**TASK STATEMENT**
Can you set down, word for word, the part of the listing that runs from the line with "[tag] damaged front bumper" up to and including the line with "(296, 449), (613, 543)", and nothing more?

**Items from a labeling collection**
----

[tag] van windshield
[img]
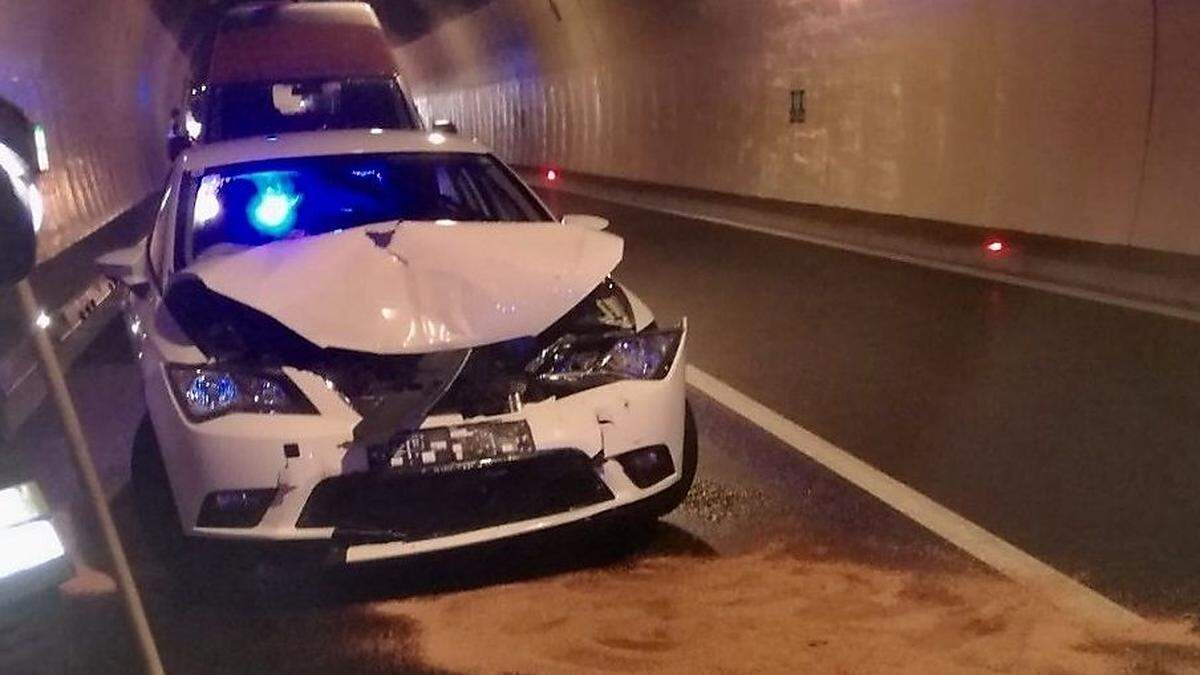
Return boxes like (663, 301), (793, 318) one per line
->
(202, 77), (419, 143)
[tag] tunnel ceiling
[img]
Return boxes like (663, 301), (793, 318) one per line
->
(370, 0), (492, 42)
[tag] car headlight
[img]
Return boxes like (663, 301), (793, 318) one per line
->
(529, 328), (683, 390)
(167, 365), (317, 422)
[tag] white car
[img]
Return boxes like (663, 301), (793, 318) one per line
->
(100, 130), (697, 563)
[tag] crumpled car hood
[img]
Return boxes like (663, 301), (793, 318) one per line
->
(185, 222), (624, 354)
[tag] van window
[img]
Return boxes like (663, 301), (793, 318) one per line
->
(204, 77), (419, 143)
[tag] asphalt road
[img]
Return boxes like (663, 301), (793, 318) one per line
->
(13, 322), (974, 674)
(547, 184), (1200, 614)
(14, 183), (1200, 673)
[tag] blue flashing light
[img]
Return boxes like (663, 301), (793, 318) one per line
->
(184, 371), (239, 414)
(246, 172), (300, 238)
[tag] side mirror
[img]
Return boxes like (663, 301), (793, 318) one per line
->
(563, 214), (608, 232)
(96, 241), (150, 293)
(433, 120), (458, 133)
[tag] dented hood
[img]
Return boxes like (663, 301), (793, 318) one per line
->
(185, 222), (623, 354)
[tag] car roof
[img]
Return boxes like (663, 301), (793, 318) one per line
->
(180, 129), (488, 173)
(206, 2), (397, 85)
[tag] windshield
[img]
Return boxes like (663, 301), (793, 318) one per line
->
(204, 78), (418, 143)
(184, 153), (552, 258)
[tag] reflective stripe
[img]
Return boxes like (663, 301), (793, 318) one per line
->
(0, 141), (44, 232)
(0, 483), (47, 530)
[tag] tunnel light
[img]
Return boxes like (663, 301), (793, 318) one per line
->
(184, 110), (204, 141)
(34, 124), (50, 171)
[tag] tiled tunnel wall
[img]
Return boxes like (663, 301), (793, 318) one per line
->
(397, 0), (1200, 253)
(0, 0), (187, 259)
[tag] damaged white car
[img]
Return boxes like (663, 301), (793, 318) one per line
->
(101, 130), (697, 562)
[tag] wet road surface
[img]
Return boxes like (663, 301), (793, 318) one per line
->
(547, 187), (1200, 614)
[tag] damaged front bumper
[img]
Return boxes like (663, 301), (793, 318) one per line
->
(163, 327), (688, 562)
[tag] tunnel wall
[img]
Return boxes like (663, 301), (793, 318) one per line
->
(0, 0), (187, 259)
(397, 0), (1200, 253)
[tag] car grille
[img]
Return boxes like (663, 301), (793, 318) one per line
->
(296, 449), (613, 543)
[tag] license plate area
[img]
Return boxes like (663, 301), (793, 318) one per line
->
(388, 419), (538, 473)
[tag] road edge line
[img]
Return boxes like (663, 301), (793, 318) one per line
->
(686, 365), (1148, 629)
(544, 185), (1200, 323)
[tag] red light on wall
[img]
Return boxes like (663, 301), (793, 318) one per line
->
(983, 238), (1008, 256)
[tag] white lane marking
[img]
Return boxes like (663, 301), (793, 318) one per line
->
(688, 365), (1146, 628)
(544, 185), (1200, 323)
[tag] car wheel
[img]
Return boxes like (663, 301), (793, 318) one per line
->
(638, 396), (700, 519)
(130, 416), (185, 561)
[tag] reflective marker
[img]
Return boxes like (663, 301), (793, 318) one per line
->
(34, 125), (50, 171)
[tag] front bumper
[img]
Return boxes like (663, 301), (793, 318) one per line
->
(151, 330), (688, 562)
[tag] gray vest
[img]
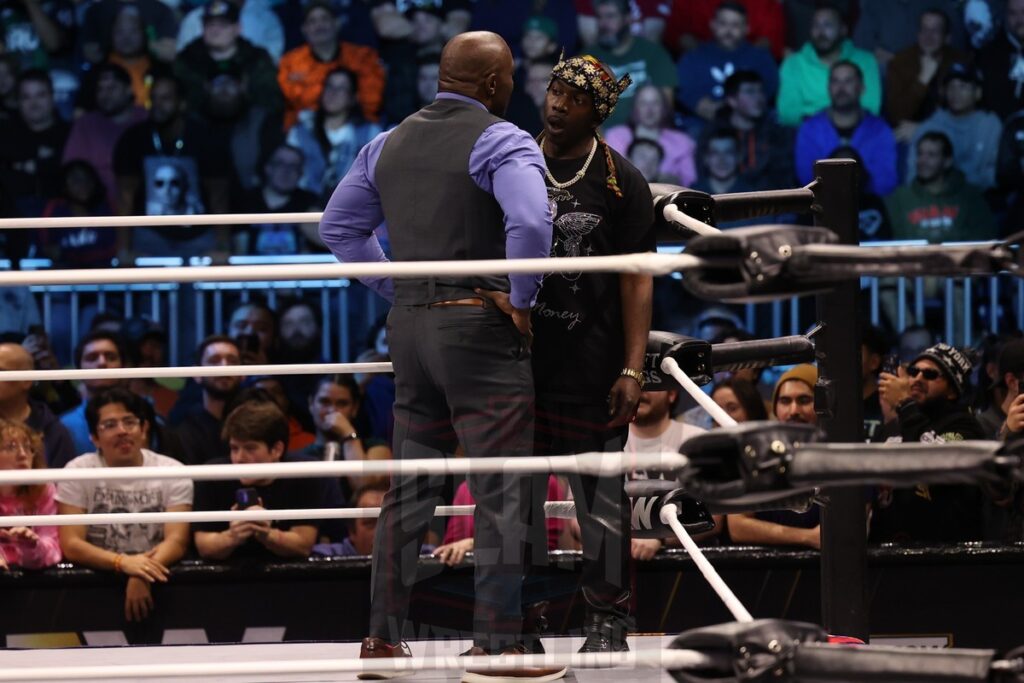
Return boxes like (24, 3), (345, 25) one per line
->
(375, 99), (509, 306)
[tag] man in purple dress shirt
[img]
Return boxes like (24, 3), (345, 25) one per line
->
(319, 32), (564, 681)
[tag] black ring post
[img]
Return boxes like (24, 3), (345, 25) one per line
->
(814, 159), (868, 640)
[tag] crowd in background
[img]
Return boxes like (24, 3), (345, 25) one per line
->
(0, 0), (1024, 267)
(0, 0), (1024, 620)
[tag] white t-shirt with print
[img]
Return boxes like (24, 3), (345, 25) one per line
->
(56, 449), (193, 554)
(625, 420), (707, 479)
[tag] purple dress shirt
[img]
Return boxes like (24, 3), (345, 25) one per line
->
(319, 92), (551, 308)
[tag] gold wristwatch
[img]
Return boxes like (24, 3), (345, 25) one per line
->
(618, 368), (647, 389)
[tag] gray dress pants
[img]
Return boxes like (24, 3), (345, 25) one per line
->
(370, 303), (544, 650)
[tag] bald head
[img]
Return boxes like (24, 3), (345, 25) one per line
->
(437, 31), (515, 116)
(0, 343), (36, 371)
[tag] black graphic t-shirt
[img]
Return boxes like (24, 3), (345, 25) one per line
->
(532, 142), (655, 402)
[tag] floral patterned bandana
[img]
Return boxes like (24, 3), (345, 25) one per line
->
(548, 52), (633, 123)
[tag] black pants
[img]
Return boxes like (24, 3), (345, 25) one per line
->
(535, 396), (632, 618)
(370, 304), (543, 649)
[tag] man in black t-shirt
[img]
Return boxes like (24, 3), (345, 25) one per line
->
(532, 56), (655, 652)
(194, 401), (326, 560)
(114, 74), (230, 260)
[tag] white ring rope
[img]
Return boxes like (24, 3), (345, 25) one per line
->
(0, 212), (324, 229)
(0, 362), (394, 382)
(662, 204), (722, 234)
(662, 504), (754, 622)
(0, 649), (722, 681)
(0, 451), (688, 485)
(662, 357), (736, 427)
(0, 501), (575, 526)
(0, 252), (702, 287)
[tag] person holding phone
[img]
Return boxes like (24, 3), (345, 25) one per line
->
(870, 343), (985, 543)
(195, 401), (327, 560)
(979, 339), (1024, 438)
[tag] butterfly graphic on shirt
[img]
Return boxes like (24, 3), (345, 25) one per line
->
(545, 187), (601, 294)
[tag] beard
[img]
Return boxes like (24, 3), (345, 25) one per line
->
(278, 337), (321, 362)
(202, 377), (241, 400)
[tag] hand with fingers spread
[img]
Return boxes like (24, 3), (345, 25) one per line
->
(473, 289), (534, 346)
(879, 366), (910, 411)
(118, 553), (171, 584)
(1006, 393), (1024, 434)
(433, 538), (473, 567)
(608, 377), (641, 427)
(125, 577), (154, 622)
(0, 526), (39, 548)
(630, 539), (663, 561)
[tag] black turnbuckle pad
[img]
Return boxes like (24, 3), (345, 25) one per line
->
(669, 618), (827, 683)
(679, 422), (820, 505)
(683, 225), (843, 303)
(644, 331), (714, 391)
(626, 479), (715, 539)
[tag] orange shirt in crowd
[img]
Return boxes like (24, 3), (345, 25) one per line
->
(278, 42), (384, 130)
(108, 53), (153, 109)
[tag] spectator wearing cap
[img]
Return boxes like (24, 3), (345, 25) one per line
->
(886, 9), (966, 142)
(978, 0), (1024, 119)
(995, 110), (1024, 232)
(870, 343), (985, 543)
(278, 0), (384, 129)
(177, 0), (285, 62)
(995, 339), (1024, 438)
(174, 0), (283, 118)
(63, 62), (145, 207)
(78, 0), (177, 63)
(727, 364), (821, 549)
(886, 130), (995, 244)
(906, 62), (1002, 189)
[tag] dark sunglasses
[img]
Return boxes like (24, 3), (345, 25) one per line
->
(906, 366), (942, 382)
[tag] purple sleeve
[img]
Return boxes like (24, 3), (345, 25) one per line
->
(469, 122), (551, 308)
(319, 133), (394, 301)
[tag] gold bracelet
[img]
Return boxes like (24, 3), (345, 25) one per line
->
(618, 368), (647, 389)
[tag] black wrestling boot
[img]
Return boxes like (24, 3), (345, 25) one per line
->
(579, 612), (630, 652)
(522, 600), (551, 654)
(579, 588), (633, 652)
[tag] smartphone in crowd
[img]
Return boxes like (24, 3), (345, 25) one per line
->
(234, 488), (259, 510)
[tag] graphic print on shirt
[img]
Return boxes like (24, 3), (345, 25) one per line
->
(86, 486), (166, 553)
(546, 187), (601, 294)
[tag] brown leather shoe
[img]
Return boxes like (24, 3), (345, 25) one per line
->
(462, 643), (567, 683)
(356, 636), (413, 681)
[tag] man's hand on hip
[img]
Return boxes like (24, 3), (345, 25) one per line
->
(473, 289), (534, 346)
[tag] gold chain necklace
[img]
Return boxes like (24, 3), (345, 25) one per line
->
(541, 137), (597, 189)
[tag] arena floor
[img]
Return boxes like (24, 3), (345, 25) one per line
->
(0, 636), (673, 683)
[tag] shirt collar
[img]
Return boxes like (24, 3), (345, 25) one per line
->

----

**FINISHED ANSWER**
[tag] damaged front bumper
[img]
Return boxes like (663, 301), (793, 318) one per line
->
(163, 327), (688, 562)
[tag] tunnel wall
[img]
Return boxes like (663, 301), (793, 318) one per line
->
(0, 0), (187, 259)
(397, 0), (1200, 253)
[tag] car grille
[img]
Return boxes like (663, 301), (793, 318) one per line
->
(296, 449), (613, 543)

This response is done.